--- START OF DATA SUPPLIED ---
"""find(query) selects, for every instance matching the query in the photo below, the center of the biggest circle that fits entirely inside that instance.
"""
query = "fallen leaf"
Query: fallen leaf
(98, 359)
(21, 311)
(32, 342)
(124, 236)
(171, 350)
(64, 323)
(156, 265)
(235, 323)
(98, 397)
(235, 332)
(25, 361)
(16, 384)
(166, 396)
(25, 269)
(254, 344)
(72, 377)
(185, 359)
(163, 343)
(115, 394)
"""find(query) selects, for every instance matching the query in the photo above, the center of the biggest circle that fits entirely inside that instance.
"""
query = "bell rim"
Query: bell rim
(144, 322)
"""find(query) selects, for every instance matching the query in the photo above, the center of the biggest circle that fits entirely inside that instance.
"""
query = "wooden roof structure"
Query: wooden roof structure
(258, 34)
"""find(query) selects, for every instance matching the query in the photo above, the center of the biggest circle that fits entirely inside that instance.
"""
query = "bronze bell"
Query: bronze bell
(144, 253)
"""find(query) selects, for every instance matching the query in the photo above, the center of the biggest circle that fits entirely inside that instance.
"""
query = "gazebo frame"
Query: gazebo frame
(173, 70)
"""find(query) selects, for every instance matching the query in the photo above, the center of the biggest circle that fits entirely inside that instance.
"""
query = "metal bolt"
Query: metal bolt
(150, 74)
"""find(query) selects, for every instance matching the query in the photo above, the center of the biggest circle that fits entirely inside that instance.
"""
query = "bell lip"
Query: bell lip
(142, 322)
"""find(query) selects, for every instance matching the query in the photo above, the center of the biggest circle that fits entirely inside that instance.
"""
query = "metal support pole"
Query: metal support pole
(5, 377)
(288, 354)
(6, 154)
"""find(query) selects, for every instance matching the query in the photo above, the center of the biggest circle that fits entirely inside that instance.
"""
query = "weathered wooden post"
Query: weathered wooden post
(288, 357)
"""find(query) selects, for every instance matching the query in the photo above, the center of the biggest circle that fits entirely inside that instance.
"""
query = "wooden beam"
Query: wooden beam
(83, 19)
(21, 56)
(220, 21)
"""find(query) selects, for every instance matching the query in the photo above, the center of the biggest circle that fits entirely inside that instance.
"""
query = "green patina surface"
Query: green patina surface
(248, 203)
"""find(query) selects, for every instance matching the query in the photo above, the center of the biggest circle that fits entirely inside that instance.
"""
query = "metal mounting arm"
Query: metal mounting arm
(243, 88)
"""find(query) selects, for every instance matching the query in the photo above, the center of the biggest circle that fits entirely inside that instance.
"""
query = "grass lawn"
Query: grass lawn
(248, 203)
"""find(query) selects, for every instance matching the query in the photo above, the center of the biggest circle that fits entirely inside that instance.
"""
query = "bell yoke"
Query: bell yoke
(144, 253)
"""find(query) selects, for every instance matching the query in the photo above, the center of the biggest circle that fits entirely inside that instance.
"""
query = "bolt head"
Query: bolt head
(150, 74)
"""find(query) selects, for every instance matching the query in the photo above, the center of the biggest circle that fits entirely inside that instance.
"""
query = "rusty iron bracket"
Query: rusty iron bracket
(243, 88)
--- END OF DATA SUPPLIED ---
**TASK PROMPT:** Each entry above needs to be retyped exactly.

**FULL ANSWER:**
"""find(query) selects, for every instance matching the query in the photo below, the center of the biggest circle that fits entirely inside that instance.
"""
query = "fallen leaf"
Query: fallen leaf
(98, 359)
(21, 311)
(32, 342)
(124, 236)
(171, 350)
(64, 323)
(156, 265)
(235, 323)
(98, 397)
(235, 332)
(25, 361)
(16, 384)
(166, 396)
(25, 269)
(254, 344)
(72, 377)
(185, 359)
(163, 343)
(115, 394)
"""find(query) selects, for every instance matching the query in the photo above, the center of the biggest circle that fits entirely inside that instance.
"""
query = "bell rim"
Query: bell rim
(144, 322)
"""find(query) selects, for every instance matching the query in the photo above, the center of the biggest circle that fits entirely inside that instance.
"""
query = "wooden roof structure"
Query: wooden roof structure
(258, 34)
"""find(query) selects, for every instance matching the query in the photo above, the center of the biggest circle that fits entirely inside that instance.
"""
query = "bronze bell"
Query: bronze bell
(144, 253)
"""find(query) selects, for every instance matching the query in the photo above, the center of the biggest circle that fits entirely inside that instance.
"""
query = "gazebo frame"
Query: gazebo frame
(173, 70)
"""find(query) selects, for every instance matching the query in the photo above, the center of the biggest circle that fits entirely inside that instance.
"""
query = "metal bolt"
Query: metal bolt
(150, 74)
"""find(query) selects, for every instance matching the query in the photo above, the center of the biggest circle that fits entirely inside that instance.
"""
query = "bell lip"
Query: bell lip
(142, 322)
"""find(query) selects, for every instance matching the query in the photo above, the center of the biggest circle that fits entirely inside that instance.
"""
query = "metal support pole"
Query: metal support pole
(5, 377)
(288, 354)
(6, 154)
"""find(query) selects, for every instance matching the query in the photo above, the center of the biggest circle that fits entirely inside that instance.
"""
query = "weathered wooden post"
Query: weathered wooden post
(288, 357)
"""find(query) selects, for every instance matching the query in the photo above, the center of the biggest circle that fits entirely inside that instance.
"""
query = "wooden beam"
Query: wooden beam
(83, 19)
(21, 56)
(220, 21)
"""find(query) selects, for every instance matching the query in the photo above, the center of the biggest circle that fits entirely inside that instance.
"""
query = "green patina surface"
Query: green patina surface
(248, 203)
"""find(query) selects, for every instance matching the query in the photo above, the center of the biggest circle that fits entirely inside that instance.
"""
query = "metal mounting arm"
Query: metal mounting arm
(243, 88)
"""find(query) selects, for every instance matching the query in the photo above, the center of the biggest circle that fits entirely inside that instance.
"""
query = "grass lawn"
Query: grass lawn
(248, 203)
"""find(query) selects, for every instance matching the query in the photo above, the center of the biggest circle that fits entirely inside that instance.
"""
query = "bell yoke"
Query: bell yoke
(144, 253)
"""find(query) selects, for every instance matching the query in the photo above, the center of the biggest circle that fits entirely inside that instance.
"""
query = "bolt head"
Query: bolt head
(150, 74)
"""find(query) selects, for every instance matching the query in the photo above, the center of the biggest circle that fits entirely inside that instance.
"""
query = "rusty iron bracket"
Query: rusty iron bracket
(243, 88)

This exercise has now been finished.